### Task description
Please recast all of the material below as a Markdown table with the columns Row and Line, giving each line its own numbered row and leaving out blank lines.

### Input material

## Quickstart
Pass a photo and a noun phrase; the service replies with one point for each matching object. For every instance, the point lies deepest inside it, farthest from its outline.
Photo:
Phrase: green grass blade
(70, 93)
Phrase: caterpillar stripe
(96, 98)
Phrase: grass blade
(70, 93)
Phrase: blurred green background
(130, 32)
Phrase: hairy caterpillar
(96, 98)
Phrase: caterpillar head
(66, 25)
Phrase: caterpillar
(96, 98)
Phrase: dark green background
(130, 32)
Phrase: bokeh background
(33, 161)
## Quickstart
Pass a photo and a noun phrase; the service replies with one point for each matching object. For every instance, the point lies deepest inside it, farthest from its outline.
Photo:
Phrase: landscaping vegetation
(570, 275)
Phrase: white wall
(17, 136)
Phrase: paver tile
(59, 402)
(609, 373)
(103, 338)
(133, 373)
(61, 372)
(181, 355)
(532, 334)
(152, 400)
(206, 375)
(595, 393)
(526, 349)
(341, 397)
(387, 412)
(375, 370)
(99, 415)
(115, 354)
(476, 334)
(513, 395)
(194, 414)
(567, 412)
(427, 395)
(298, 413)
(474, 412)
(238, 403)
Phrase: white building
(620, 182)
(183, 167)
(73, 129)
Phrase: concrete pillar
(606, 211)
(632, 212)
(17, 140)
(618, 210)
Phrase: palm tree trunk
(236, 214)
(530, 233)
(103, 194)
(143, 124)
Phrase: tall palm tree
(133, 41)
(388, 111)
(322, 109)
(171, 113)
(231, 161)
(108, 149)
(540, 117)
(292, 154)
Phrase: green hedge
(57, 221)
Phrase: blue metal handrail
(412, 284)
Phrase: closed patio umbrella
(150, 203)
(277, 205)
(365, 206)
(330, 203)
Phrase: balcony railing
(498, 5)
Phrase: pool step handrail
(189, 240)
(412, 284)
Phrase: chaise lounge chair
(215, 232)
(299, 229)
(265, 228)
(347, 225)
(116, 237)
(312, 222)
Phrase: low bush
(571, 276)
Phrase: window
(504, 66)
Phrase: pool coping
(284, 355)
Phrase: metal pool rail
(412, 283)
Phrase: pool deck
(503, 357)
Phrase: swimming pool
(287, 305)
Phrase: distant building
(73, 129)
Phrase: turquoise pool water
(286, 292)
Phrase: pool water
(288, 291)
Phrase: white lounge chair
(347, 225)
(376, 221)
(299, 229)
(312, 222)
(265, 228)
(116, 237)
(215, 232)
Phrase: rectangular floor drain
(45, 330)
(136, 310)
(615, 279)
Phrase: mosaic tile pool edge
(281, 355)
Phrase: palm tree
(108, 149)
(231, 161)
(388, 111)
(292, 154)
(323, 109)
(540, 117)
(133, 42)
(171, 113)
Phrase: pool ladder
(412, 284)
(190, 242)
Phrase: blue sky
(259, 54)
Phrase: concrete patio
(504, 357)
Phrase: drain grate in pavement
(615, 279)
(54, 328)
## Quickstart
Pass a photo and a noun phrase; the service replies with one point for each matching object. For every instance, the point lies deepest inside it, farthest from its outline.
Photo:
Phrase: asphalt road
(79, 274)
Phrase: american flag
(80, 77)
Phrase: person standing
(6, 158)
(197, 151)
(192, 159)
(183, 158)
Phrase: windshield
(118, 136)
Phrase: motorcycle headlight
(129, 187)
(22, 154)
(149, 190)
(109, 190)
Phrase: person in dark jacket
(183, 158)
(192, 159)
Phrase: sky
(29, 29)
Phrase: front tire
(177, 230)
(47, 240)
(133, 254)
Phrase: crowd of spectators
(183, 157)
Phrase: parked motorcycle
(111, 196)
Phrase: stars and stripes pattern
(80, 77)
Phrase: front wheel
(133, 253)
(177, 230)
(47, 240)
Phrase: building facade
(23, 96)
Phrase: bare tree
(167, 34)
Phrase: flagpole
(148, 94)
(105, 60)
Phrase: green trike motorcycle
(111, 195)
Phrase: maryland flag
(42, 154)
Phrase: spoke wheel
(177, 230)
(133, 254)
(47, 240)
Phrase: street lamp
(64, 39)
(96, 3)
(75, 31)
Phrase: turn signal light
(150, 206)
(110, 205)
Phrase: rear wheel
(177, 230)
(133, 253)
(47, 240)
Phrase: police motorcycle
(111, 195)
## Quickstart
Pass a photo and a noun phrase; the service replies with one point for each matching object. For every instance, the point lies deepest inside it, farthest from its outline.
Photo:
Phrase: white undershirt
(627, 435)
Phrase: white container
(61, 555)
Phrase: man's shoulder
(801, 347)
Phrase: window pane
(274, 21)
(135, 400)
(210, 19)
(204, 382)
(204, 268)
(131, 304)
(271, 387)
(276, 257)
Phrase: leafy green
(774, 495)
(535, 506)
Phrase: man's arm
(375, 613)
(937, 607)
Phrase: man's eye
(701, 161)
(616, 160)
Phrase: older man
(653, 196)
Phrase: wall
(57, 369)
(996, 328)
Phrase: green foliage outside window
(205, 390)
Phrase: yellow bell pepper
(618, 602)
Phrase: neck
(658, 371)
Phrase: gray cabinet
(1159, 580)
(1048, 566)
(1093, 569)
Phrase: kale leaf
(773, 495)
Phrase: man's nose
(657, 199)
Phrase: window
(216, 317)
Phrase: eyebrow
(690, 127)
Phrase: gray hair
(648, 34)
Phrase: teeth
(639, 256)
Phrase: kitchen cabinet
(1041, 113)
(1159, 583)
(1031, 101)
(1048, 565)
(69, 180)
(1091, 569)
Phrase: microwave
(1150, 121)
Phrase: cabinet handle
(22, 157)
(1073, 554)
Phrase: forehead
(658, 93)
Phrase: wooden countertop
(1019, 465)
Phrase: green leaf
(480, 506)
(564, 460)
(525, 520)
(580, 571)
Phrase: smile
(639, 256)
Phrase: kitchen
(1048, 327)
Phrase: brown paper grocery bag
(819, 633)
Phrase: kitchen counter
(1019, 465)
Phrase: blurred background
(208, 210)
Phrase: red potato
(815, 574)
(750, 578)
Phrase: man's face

### Written reply
| Row | Line |
|---|---|
| 1 | ## Quickstart |
| 2 | Pass a photo and a noun phrase; the service replies with one point for each matching object. For every instance, the point lies deepest inside it, farthest from its outline. |
| 3 | Photo: |
| 4 | Phrase: green grass blade |
| 5 | (70, 93) |
| 6 | Phrase: caterpillar stripe |
| 7 | (96, 98) |
| 8 | Phrase: grass blade |
| 9 | (70, 93) |
| 10 | Phrase: blurred green background |
| 11 | (130, 32) |
| 12 | Phrase: hairy caterpillar |
| 13 | (96, 98) |
| 14 | Phrase: caterpillar head |
| 15 | (66, 25) |
| 16 | Phrase: caterpillar |
| 17 | (96, 98) |
| 18 | Phrase: dark green background |
| 19 | (130, 32) |
| 20 | Phrase: bokeh background |
| 21 | (33, 161) |
| 22 | ## Quickstart |
| 23 | Pass a photo and a noun phrase; the service replies with one point for each matching object. For every instance, the point lies deepest inside it, farthest from its outline. |
| 24 | Photo: |
| 25 | Phrase: landscaping vegetation |
| 26 | (570, 275) |
| 27 | Phrase: white wall |
| 28 | (17, 136) |
| 29 | Phrase: paver tile |
| 30 | (59, 402) |
| 31 | (609, 373) |
| 32 | (103, 338) |
| 33 | (133, 373) |
| 34 | (61, 372) |
| 35 | (181, 355) |
| 36 | (532, 334) |
| 37 | (152, 400) |
| 38 | (206, 375) |
| 39 | (595, 393) |
| 40 | (526, 349) |
| 41 | (341, 397) |
| 42 | (387, 412) |
| 43 | (375, 370) |
| 44 | (99, 415) |
| 45 | (115, 354) |
| 46 | (476, 334) |
| 47 | (513, 395) |
| 48 | (194, 414) |
| 49 | (567, 412) |
| 50 | (427, 395) |
| 51 | (298, 413) |
| 52 | (474, 412) |
| 53 | (238, 403) |
| 54 | Phrase: white building |
| 55 | (620, 182) |
| 56 | (183, 167) |
| 57 | (73, 129) |
| 58 | Phrase: concrete pillar |
| 59 | (606, 211) |
| 60 | (632, 212) |
| 61 | (17, 140) |
| 62 | (618, 210) |
| 63 | Phrase: palm tree trunk |
| 64 | (236, 214) |
| 65 | (530, 233) |
| 66 | (103, 194) |
| 67 | (143, 124) |
| 68 | Phrase: tall palm tree |
| 69 | (133, 41) |
| 70 | (388, 111) |
| 71 | (322, 109) |
| 72 | (171, 113) |
| 73 | (231, 161) |
| 74 | (108, 149) |
| 75 | (540, 117) |
| 76 | (292, 154) |
| 77 | Phrase: green hedge |
| 78 | (57, 221) |
| 79 | Phrase: blue metal handrail |
| 80 | (412, 284) |
| 81 | Phrase: closed patio umbrella |
| 82 | (150, 203) |
| 83 | (277, 205) |
| 84 | (365, 206) |
| 85 | (330, 203) |
| 86 | Phrase: balcony railing |
| 87 | (498, 5) |
| 88 | Phrase: pool step handrail |
| 89 | (189, 240) |
| 90 | (412, 284) |
| 91 | Phrase: chaise lounge chair |
| 92 | (215, 232) |
| 93 | (299, 229) |
| 94 | (265, 228) |
| 95 | (347, 225) |
| 96 | (116, 237) |
| 97 | (312, 222) |
| 98 | Phrase: low bush |
| 99 | (571, 276) |
| 100 | Phrase: window |
| 101 | (504, 66) |
| 102 | Phrase: pool coping |
| 103 | (284, 355) |
| 104 | Phrase: metal pool rail |
| 105 | (412, 283) |
| 106 | Phrase: pool deck |
| 107 | (503, 357) |
| 108 | Phrase: swimming pool |
| 109 | (287, 305) |
| 110 | Phrase: distant building |
| 111 | (73, 129) |
| 112 | Phrase: turquoise pool water |
| 113 | (286, 292) |
| 114 | Phrase: pool water |
| 115 | (288, 291) |
| 116 | Phrase: white lounge chair |
| 117 | (347, 225) |
| 118 | (376, 221) |
| 119 | (299, 229) |
| 120 | (312, 222) |
| 121 | (265, 228) |
| 122 | (116, 237) |
| 123 | (215, 232) |
| 124 | Phrase: rectangular floor drain |
| 125 | (45, 330) |
| 126 | (136, 310) |
| 127 | (615, 279) |
| 128 | Phrase: mosaic tile pool edge |
| 129 | (281, 355) |
| 130 | Phrase: palm tree |
| 131 | (108, 149) |
| 132 | (231, 161) |
| 133 | (388, 111) |
| 134 | (292, 154) |
| 135 | (323, 109) |
| 136 | (540, 117) |
| 137 | (133, 42) |
| 138 | (171, 113) |
| 139 | Phrase: pool ladder |
| 140 | (412, 284) |
| 141 | (190, 242) |
| 142 | Phrase: blue sky |
| 143 | (259, 54) |
| 144 | Phrase: concrete patio |
| 145 | (504, 357) |
| 146 | Phrase: drain grate in pavement |
| 147 | (615, 279) |
| 148 | (54, 328) |
| 149 | ## Quickstart |
| 150 | Pass a photo and a noun phrase; the service replies with one point for each matching object. For every instance, the point lies deepest inside it, farthest from its outline. |
| 151 | Photo: |
| 152 | Phrase: asphalt road |
| 153 | (79, 274) |
| 154 | Phrase: american flag |
| 155 | (80, 77) |
| 156 | Phrase: person standing |
| 157 | (6, 158) |
| 158 | (197, 151) |
| 159 | (192, 159) |
| 160 | (183, 158) |
| 161 | Phrase: windshield |
| 162 | (118, 136) |
| 163 | Phrase: motorcycle headlight |
| 164 | (129, 187) |
| 165 | (22, 154) |
| 166 | (149, 190) |
| 167 | (109, 190) |
| 168 | Phrase: person in dark jacket |
| 169 | (183, 158) |
| 170 | (192, 159) |
| 171 | Phrase: sky |
| 172 | (29, 29) |
| 173 | Phrase: front tire |
| 174 | (177, 230) |
| 175 | (47, 240) |
| 176 | (133, 254) |
| 177 | Phrase: crowd of spectators |
| 178 | (183, 157) |
| 179 | Phrase: parked motorcycle |
| 180 | (111, 196) |
| 181 | Phrase: stars and stripes pattern |
| 182 | (80, 77) |
| 183 | Phrase: front wheel |
| 184 | (133, 253) |
| 185 | (177, 230) |
| 186 | (47, 240) |
| 187 | Phrase: building facade |
| 188 | (23, 96) |
| 189 | Phrase: bare tree |
| 190 | (167, 34) |
| 191 | Phrase: flagpole |
| 192 | (148, 94) |
| 193 | (105, 60) |
| 194 | Phrase: green trike motorcycle |
| 195 | (111, 195) |
| 196 | Phrase: maryland flag |
| 197 | (42, 154) |
| 198 | Phrase: spoke wheel |
| 199 | (177, 230) |
| 200 | (133, 254) |
| 201 | (47, 240) |
| 202 | Phrase: street lamp |
| 203 | (64, 39) |
| 204 | (96, 3) |
| 205 | (75, 31) |
| 206 | Phrase: turn signal light |
| 207 | (150, 206) |
| 208 | (110, 205) |
| 209 | Phrase: rear wheel |
| 210 | (177, 230) |
| 211 | (133, 253) |
| 212 | (47, 240) |
| 213 | Phrase: police motorcycle |
| 214 | (111, 195) |
| 215 | ## Quickstart |
| 216 | Pass a photo and a noun phrase; the service replies with one point for each matching object. For every instance, the point lies deepest inside it, farthest from its outline. |
| 217 | Photo: |
| 218 | Phrase: white undershirt |
| 219 | (627, 435) |
| 220 | Phrase: white container |
| 221 | (61, 555) |
| 222 | Phrase: man's shoulder |
| 223 | (801, 347) |
| 224 | Phrase: window pane |
| 225 | (274, 21) |
| 226 | (135, 400) |
| 227 | (210, 19) |
| 228 | (204, 382) |
| 229 | (204, 268) |
| 230 | (131, 304) |
| 231 | (271, 387) |
| 232 | (276, 257) |
| 233 | Phrase: leafy green |
| 234 | (774, 495) |
| 235 | (535, 506) |
| 236 | Phrase: man's arm |
| 237 | (375, 613) |
| 238 | (937, 607) |
| 239 | Phrase: man's eye |
| 240 | (701, 161) |
| 241 | (616, 160) |
| 242 | Phrase: older man |
| 243 | (653, 196) |
| 244 | Phrase: wall |
| 245 | (57, 369) |
| 246 | (996, 328) |
| 247 | Phrase: green foliage outside window |
| 248 | (205, 390) |
| 249 | Phrase: yellow bell pepper |
| 250 | (618, 602) |
| 251 | Phrase: neck |
| 252 | (658, 371) |
| 253 | Phrase: gray cabinet |
| 254 | (1159, 580) |
| 255 | (1048, 566) |
| 256 | (1093, 569) |
| 257 | Phrase: kale leaf |
| 258 | (773, 495) |
| 259 | Phrase: man's nose |
| 260 | (657, 199) |
| 261 | Phrase: window |
| 262 | (216, 317) |
| 263 | Phrase: eyebrow |
| 264 | (690, 127) |
| 265 | Phrase: gray hair |
| 266 | (648, 34) |
| 267 | Phrase: teeth |
| 268 | (639, 256) |
| 269 | Phrase: kitchen cabinet |
| 270 | (1041, 113) |
| 271 | (1159, 583) |
| 272 | (1031, 101) |
| 273 | (1048, 565) |
| 274 | (69, 180) |
| 275 | (1091, 569) |
| 276 | Phrase: microwave |
| 277 | (1150, 121) |
| 278 | Phrase: cabinet handle |
| 279 | (22, 157) |
| 280 | (1073, 554) |
| 281 | Phrase: forehead |
| 282 | (658, 93) |
| 283 | Phrase: wooden countertop |
| 284 | (1019, 465) |
| 285 | Phrase: green leaf |
| 286 | (480, 506) |
| 287 | (564, 460) |
| 288 | (525, 520) |
| 289 | (580, 571) |
| 290 | Phrase: smile |
| 291 | (639, 256) |
| 292 | Phrase: kitchen |
| 293 | (1048, 327) |
| 294 | Phrase: brown paper grocery bag |
| 295 | (819, 633) |
| 296 | Phrase: kitchen counter |
| 297 | (1019, 465) |
| 298 | Phrase: blurred background |
| 299 | (208, 210) |
| 300 | Phrase: red potato |
| 301 | (815, 574) |
| 302 | (750, 578) |
| 303 | Phrase: man's face |